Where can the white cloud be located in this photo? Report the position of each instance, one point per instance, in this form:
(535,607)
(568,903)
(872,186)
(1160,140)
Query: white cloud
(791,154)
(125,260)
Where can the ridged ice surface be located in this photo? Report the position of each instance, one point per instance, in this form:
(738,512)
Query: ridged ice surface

*-*-*

Instructions to follow:
Transcribe the entries exactly, and make each line match the original.

Solved problem:
Where can the white cloud be located in this photo? Report the position of each instance, one point per instance, in this form:
(535,607)
(568,903)
(872,186)
(1160,140)
Query: white cloud
(791,154)
(125,260)
Where can the ridged ice surface be located in this photo? Report the position of each instance, one point per instance, in this form:
(738,512)
Query: ridged ice surface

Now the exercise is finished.